## WORK INSTRUCTION
Could you copy every record exactly as it appears?

Stored records:
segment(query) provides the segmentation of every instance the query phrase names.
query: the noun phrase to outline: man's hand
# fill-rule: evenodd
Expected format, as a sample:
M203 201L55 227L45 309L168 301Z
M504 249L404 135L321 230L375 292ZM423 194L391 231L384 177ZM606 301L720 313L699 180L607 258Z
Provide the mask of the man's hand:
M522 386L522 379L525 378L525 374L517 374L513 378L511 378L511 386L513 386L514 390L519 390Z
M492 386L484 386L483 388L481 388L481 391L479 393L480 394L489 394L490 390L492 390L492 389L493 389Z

## EXERCISE RESULT
segment(query) provides the segmentation of every instance the query phrase names.
query: the noun phrase to outline: man's hand
# fill-rule: evenodd
Expected format, as a sample:
M203 201L55 227L45 309L168 301Z
M504 249L404 135L321 230L375 292ZM423 194L391 231L384 177ZM606 301L720 313L699 180L607 258Z
Provide the mask of the man's hand:
M522 386L522 379L525 378L525 374L517 374L513 378L511 378L511 386L513 386L514 390L519 390Z
M492 386L484 386L483 388L481 388L481 391L479 393L480 394L489 394L490 390L492 390L492 389L493 389Z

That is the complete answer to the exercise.